Your goal →
Can you copy the lines from the one that contains "the woman's left" through the end of the material below, exactly and with nothing else?

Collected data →
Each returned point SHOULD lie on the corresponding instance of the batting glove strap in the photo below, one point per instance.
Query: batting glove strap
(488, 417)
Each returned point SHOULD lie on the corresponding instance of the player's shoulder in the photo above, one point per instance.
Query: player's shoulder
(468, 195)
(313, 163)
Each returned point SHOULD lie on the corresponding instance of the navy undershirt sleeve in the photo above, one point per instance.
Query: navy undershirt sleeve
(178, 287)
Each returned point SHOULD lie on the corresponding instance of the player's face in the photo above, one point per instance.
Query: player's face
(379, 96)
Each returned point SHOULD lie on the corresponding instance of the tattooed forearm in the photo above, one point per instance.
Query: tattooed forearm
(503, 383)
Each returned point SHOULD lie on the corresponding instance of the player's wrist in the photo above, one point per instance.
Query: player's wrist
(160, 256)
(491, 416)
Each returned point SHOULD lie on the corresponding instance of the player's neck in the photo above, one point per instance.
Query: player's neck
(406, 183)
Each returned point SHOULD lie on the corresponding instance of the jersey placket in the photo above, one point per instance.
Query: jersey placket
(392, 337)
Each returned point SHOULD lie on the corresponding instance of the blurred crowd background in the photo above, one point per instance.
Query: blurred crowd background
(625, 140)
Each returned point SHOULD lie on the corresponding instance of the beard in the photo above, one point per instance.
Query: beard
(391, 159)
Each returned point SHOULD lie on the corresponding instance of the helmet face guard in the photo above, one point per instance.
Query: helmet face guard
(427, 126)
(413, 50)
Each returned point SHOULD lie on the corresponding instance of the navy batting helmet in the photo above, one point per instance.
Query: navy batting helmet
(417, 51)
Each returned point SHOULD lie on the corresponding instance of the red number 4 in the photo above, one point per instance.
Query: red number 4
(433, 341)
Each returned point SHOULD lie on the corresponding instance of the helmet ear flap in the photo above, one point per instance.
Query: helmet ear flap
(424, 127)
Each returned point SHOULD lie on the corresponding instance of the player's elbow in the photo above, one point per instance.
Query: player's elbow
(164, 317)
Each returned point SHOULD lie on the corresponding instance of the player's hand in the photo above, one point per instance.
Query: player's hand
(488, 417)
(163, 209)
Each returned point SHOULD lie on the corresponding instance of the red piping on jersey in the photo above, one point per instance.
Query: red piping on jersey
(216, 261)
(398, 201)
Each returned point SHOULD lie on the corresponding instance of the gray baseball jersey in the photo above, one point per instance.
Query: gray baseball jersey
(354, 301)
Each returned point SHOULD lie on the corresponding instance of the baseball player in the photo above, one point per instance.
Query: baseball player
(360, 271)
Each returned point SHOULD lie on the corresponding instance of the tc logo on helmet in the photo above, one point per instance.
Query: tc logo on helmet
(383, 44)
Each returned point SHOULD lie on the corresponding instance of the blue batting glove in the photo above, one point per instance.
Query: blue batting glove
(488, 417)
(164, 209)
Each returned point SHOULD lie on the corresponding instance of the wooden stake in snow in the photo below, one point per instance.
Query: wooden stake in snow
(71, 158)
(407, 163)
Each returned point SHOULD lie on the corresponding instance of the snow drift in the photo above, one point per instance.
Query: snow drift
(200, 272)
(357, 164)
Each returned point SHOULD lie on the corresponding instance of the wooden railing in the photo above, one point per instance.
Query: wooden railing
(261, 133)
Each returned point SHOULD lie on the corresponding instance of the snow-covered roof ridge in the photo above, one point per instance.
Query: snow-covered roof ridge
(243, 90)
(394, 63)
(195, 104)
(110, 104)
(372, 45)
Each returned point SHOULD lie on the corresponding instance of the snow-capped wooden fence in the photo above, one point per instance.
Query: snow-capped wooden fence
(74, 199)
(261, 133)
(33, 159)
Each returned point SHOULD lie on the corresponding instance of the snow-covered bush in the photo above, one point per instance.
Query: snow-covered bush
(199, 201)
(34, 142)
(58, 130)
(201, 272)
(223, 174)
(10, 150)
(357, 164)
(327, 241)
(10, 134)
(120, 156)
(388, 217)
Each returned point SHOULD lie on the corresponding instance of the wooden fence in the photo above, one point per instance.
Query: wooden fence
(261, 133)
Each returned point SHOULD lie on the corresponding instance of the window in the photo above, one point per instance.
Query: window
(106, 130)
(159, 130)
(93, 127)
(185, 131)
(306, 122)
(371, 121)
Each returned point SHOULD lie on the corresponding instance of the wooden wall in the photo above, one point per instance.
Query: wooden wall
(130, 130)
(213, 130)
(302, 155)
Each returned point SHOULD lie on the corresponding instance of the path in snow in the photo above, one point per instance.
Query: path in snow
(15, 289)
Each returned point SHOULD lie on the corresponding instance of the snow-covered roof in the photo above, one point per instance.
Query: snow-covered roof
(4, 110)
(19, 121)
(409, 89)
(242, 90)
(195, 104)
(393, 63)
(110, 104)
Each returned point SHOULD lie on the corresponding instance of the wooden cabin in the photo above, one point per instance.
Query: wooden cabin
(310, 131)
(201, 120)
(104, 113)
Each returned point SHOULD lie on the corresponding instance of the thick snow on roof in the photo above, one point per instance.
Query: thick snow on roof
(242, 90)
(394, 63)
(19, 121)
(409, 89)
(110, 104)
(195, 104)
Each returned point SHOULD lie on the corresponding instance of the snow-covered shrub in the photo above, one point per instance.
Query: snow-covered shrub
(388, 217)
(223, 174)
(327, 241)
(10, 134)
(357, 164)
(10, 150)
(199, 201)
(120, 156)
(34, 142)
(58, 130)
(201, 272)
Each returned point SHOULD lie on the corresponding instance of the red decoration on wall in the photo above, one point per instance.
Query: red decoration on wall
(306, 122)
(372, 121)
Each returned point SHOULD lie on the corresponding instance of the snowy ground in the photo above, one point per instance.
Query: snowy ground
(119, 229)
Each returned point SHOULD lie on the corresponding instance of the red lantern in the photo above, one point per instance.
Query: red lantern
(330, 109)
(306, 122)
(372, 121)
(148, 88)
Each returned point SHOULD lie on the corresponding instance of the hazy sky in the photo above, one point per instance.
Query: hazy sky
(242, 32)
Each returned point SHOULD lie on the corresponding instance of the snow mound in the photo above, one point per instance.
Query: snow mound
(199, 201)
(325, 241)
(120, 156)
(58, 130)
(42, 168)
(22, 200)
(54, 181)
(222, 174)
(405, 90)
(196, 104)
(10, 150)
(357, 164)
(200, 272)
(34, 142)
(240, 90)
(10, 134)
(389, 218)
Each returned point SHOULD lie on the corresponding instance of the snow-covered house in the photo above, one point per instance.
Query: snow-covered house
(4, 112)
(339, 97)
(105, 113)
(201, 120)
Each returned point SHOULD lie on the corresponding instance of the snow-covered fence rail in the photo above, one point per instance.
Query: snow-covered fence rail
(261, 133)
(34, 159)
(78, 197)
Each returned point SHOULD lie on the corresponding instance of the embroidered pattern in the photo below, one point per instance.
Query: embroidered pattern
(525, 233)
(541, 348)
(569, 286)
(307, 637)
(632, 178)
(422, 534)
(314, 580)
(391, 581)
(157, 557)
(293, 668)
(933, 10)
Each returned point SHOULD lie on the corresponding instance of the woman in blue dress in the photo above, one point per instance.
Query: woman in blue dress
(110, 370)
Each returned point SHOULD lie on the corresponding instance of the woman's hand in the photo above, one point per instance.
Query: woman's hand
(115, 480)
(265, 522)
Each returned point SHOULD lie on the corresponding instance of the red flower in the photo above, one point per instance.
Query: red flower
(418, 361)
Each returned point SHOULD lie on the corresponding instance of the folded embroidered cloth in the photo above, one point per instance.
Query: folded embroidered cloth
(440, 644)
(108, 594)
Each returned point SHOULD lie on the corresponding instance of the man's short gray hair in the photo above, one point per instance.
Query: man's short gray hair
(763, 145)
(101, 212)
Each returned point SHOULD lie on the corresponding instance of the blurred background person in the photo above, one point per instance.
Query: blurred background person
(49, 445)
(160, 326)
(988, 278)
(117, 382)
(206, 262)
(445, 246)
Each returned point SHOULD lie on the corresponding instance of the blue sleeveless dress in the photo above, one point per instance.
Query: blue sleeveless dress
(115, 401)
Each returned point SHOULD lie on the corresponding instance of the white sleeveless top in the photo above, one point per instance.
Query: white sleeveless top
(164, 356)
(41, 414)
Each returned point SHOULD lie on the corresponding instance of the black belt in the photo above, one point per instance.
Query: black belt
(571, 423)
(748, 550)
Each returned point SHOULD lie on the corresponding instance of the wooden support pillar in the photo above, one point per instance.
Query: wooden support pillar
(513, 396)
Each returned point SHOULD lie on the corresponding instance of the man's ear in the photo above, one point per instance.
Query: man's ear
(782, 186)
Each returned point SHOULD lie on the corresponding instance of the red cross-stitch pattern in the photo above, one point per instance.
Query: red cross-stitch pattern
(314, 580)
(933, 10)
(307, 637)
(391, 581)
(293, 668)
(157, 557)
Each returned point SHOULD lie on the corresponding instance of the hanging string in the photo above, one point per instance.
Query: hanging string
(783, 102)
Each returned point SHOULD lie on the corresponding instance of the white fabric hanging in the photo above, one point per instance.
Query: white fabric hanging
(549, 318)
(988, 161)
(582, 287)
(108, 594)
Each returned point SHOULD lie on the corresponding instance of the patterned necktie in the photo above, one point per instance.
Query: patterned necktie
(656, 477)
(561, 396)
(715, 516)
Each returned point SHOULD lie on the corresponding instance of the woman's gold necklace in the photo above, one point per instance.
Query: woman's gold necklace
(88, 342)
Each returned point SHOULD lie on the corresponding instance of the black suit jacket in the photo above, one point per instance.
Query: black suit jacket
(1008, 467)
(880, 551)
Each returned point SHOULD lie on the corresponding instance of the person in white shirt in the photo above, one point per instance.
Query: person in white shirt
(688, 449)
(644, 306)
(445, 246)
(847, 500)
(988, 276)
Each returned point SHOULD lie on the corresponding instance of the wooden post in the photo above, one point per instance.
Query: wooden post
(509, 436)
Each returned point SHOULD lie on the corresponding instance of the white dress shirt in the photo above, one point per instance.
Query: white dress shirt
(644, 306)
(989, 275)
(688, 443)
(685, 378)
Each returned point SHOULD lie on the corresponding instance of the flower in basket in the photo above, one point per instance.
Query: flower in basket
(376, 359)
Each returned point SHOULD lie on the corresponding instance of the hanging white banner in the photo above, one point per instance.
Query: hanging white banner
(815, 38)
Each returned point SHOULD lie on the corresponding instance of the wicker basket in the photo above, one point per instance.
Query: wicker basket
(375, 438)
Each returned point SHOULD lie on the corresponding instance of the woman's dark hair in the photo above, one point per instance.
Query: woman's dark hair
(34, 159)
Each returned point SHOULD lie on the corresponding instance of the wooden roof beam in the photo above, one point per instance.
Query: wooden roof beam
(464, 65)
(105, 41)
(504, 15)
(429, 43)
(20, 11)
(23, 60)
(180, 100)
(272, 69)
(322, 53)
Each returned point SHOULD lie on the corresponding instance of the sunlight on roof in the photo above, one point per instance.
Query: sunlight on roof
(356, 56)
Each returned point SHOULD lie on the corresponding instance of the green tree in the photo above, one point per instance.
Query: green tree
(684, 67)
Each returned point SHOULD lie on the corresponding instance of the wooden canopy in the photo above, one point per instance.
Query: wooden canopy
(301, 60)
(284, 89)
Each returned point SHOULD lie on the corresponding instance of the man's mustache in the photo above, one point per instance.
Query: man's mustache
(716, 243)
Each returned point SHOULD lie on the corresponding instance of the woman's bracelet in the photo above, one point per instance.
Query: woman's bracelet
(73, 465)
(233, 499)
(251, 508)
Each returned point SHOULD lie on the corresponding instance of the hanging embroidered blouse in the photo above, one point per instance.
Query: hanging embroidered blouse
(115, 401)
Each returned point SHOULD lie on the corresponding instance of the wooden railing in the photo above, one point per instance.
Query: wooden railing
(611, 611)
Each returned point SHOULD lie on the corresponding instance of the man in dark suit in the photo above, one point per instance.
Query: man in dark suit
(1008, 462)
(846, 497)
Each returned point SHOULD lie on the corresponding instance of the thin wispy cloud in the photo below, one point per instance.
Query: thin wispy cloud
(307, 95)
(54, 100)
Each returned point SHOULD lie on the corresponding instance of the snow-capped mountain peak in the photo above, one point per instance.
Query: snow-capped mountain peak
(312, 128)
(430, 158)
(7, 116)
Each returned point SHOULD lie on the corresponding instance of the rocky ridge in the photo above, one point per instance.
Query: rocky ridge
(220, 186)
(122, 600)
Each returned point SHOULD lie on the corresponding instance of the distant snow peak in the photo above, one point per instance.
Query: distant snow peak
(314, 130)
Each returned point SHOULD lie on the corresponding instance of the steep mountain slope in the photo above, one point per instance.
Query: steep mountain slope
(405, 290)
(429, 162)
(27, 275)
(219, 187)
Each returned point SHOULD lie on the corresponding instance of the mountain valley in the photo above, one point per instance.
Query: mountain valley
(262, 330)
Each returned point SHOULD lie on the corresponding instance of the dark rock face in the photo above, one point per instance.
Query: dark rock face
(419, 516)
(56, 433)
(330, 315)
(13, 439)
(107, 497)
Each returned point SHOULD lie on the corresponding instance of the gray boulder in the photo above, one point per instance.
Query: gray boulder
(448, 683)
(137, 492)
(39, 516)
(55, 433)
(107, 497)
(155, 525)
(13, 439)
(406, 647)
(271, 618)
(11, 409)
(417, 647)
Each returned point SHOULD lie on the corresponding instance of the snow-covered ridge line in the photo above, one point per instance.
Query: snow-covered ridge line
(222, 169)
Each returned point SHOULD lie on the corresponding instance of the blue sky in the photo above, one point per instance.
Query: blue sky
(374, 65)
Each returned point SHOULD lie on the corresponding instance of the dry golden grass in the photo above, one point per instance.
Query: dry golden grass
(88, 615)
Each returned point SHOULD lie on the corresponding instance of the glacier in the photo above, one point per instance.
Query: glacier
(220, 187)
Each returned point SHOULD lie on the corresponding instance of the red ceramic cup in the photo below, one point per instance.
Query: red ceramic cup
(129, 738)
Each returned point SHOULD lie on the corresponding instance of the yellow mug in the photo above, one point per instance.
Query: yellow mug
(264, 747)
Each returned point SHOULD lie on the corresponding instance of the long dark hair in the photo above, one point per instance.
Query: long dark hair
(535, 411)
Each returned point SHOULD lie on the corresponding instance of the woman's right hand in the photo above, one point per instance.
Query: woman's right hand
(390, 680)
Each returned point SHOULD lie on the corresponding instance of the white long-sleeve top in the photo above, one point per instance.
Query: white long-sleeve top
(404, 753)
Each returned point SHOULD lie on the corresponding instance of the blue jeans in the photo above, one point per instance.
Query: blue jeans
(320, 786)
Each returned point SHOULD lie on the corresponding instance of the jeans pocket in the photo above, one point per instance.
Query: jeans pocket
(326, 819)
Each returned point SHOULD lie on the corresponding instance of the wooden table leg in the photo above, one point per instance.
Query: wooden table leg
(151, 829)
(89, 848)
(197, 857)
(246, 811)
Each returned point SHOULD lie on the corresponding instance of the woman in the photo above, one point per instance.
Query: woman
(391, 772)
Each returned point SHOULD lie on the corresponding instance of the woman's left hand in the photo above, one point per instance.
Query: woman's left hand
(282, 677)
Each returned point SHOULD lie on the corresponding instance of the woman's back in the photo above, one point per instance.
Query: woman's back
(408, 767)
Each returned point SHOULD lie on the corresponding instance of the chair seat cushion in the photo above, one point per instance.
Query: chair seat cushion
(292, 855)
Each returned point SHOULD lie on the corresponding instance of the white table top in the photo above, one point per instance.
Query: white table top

Right answer →
Each returned point SHOULD lie on the corresponding instance of the woman's left hand in the photo above, one point per instance.
Query: woman's left hand
(282, 677)
Each returned point SHOULD lie on the corresponding instance of the woman's back in the photo above, one point per instance.
Query: woman's back
(408, 767)
Each returned point SHOULD lie on the corresponding instance of the chair seat cushion in the photo above, one point per instance.
Query: chair seat cushion
(292, 855)
Each returned point SHOULD lie on the corresponding instance of the white table top in the photo above, one point per instance.
Query: white table top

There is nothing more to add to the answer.